## Extract provided
● ● ●

The U.S. military fired rockets at a target near a major hospital in eastern Baghdad on Saturday, wounding 20 people and damaging several ambulances, the head of the hospital said.
No patients were wounded at the hospital in the Sadr City stronghold of anti-American Shi'ite cleric Moqtada al-Sadr, but 20 people at the scene of the blasts had been hurt, said Dr. Wi'am al-Jawahiri, manager of al-Sadr hospital.
Jawahiri said windows at the hospital were shattered when three missiles hit what the U.S. military in Iraq called a militant "command and control" centre around 10 a.m.
"While I believe the target was not the hospital, we could have been informed before they did such a thing. At least we could have taken some precautions," Jawahiri told Reuters.
The U.S. military said precision-guided munitions were used to destroy the militant facility in Sadr City, where U.S. and Iraqi forces have been battling Shi'ite gunmen loyal to Sadr for several weeks as part of a big government crackdown on militias.
Such weapons could either be rockets fired from launchers on the ground or helicopters.

● ● ●

## Extracted information
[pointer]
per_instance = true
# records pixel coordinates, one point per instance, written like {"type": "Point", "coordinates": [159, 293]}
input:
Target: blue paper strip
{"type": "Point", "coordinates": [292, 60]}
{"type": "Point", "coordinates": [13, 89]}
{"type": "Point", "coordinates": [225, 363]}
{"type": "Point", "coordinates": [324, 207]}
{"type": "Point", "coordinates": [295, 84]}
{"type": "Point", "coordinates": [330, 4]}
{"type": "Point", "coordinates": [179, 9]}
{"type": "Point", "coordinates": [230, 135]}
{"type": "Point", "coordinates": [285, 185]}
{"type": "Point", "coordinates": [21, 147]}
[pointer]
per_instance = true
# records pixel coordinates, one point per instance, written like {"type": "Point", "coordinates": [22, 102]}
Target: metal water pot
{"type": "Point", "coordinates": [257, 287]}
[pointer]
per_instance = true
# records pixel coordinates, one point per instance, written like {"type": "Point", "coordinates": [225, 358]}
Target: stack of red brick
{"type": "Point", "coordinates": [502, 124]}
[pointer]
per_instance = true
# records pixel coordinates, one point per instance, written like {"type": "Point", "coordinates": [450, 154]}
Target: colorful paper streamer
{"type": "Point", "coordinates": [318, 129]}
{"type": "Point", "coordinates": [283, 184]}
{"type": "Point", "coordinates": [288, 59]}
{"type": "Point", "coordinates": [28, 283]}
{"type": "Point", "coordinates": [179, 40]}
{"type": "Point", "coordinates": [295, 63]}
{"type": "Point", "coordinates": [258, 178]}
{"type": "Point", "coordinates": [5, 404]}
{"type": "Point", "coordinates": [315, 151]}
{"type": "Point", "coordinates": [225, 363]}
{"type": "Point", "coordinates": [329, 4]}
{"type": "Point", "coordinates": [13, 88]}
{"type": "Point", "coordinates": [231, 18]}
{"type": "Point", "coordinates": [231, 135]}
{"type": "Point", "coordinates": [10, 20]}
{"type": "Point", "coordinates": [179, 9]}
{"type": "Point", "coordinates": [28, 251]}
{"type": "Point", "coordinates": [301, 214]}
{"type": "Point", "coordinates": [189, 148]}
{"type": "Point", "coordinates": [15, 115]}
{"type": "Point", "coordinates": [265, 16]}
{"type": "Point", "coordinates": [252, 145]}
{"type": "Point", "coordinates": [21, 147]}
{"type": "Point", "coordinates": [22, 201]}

● ● ●

## What you will do
a. Reproduce word for word the passage of the Sadr City hospital report from "The U.S. military said" to "ground or helicopters.".
b. Pick up the Sadr City hospital report after its final sentence and carry it on.
The lines aren't needed here.

## Expected responses
a.
The U.S. military said precision-guided munitions were used to destroy the militant facility in Sadr City, where U.S. and Iraqi forces have been battling Shi'ite gunmen loyal to Sadr for several weeks as part of a big government crackdown on militias.
Such weapons could either be rockets fired from launchers on the ground or helicopters.

b.
Colonel Jerry O'Hara, a U.S. military spokesman in Baghdad, said the operation was "time sensitive" and targeted a "command and control" centre that was used to plan attacks against the Iraqi people as well as Iraqi and U.S. security forces.
"We take great care to prevent any collateral damage and will continue to do so. We don't target civilians and regret any casualties," O'Hara said.
Asked why a missile strike was launched so close to the hospital during the middle of the morning, he said:
"The real question should be why these criminal elements seem to always put the Iraqi people at risk by using facilities to coordinate their attacks so close to public places."
A "battle damage assessment" was being carried out, he said.
Reuters Television pictures showed a destroyed building not far from the hospital, one of two main medical facilities in the crowded Shi'ite slum of Sadr City, home to 2 million people.